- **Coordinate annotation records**
- - - -

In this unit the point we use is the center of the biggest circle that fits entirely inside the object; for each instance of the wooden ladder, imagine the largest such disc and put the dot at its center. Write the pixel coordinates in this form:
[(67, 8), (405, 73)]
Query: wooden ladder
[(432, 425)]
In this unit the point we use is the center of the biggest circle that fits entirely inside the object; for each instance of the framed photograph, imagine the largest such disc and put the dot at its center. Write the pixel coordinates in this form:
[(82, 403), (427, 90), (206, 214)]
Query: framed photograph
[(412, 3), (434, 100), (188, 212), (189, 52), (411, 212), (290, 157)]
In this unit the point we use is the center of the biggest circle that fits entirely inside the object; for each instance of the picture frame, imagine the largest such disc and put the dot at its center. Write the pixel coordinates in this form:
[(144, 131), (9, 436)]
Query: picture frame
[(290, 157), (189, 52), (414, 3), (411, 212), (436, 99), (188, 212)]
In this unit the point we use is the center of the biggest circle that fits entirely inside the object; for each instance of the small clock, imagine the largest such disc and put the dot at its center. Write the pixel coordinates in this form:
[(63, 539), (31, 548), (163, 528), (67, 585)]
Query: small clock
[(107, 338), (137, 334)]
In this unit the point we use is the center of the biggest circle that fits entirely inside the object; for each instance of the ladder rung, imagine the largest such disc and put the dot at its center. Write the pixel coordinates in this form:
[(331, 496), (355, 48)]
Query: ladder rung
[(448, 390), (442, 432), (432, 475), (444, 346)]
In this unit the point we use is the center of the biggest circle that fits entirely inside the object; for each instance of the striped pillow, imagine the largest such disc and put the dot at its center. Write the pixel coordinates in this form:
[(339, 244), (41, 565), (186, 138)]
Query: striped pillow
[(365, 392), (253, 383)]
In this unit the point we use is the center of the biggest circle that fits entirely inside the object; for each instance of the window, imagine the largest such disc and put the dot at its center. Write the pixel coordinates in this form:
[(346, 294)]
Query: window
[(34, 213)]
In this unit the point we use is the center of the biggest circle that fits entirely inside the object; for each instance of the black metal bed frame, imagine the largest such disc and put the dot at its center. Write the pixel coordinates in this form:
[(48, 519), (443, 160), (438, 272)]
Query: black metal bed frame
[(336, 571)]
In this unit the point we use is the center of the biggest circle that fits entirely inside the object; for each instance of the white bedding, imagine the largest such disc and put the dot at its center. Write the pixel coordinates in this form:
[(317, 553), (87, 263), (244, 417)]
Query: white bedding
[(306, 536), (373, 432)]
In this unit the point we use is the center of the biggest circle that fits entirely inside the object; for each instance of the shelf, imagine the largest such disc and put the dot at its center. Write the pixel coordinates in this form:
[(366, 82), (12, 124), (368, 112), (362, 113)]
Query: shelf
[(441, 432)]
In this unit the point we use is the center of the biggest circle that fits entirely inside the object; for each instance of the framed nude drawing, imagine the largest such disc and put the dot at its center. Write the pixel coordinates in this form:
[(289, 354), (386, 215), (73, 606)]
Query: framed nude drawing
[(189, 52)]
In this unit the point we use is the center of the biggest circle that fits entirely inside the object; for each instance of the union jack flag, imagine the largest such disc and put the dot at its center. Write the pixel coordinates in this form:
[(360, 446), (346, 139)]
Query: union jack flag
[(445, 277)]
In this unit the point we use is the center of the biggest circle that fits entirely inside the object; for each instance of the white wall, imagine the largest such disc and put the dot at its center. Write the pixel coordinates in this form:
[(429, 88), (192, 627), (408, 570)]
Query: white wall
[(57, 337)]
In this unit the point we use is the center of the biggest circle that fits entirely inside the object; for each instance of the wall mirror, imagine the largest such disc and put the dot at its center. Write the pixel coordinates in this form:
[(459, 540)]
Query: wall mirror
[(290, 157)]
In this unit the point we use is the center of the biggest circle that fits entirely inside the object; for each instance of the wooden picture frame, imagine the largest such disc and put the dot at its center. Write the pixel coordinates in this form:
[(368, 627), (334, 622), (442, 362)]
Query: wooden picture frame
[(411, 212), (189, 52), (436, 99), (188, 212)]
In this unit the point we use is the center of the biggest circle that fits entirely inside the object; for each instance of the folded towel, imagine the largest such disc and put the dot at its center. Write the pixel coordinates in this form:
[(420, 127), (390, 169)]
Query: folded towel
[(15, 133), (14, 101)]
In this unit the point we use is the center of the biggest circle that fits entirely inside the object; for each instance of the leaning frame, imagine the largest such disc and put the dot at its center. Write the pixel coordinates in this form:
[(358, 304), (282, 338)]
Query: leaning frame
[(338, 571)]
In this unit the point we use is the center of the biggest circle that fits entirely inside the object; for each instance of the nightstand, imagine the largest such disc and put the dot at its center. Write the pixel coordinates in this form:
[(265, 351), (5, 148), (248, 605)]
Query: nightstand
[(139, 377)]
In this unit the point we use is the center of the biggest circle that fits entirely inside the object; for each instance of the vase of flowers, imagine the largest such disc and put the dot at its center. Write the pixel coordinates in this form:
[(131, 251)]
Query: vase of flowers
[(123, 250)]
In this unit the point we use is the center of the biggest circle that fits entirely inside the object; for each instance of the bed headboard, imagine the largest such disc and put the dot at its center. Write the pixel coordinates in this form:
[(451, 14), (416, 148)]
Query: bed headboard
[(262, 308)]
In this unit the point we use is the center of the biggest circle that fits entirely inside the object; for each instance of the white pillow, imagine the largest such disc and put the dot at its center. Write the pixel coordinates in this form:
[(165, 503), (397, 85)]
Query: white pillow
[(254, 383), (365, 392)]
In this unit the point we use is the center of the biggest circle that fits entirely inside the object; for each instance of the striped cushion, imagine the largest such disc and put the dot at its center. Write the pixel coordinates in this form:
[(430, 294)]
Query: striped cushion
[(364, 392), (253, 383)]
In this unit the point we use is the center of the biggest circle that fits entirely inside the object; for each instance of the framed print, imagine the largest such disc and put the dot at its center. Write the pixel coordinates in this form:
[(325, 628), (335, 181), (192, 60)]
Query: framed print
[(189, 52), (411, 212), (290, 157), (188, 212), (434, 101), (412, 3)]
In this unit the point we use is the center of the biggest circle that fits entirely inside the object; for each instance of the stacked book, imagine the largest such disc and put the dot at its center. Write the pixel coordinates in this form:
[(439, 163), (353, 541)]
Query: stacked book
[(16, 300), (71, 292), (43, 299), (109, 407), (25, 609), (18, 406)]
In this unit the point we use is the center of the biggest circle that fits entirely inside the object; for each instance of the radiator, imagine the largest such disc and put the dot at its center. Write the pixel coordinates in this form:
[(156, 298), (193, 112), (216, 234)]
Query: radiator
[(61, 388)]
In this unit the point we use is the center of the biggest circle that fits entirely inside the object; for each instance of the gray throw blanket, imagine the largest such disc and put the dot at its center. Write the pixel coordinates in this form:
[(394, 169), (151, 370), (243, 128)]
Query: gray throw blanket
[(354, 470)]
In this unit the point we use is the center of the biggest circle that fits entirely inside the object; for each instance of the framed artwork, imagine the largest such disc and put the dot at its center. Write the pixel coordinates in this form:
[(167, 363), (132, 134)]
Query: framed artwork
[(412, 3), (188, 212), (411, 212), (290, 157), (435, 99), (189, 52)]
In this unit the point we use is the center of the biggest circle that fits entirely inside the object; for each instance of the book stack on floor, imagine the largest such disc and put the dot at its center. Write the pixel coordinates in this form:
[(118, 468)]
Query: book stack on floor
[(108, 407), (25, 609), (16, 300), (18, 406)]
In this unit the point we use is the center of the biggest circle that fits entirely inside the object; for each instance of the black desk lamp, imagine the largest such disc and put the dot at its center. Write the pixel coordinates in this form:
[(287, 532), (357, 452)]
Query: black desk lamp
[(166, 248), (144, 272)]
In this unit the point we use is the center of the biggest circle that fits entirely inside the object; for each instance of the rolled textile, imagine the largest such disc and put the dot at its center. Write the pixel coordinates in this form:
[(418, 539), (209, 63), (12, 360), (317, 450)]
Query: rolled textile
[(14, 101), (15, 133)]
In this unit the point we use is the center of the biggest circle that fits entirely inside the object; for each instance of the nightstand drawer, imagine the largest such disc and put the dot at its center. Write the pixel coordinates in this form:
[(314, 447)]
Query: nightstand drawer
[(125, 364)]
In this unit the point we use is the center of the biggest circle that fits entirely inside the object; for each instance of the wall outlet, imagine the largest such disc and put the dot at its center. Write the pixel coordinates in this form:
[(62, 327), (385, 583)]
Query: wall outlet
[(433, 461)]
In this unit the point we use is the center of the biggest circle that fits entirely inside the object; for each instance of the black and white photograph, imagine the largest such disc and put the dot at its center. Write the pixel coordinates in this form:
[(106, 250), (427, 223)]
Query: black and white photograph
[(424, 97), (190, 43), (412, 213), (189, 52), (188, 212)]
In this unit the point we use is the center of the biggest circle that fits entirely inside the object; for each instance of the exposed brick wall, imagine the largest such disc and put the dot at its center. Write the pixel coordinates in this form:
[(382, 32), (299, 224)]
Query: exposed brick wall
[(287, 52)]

- - - -

Reproduce the material word for word from the line with "of the stacked" to the line with "[(61, 388)]", including both of those lines.

In this unit the point we use is the center of the biggest circle that fits entirely inside the object; for each instance of the stacked book, imagine the largest such disc and put the dot at its center. Write the pixel coordinates in this form:
[(439, 163), (353, 541)]
Query: stacked book
[(16, 300), (71, 292), (43, 299), (109, 407), (25, 609), (18, 406)]
In this unit the point we use is the center of the biggest circle that fits entirely inside the object; for each instance of the radiator, imagine the largest such disc and put the dot at its center. Write the pixel coordinates in this form:
[(156, 298), (193, 112), (216, 234)]
Query: radiator
[(61, 388)]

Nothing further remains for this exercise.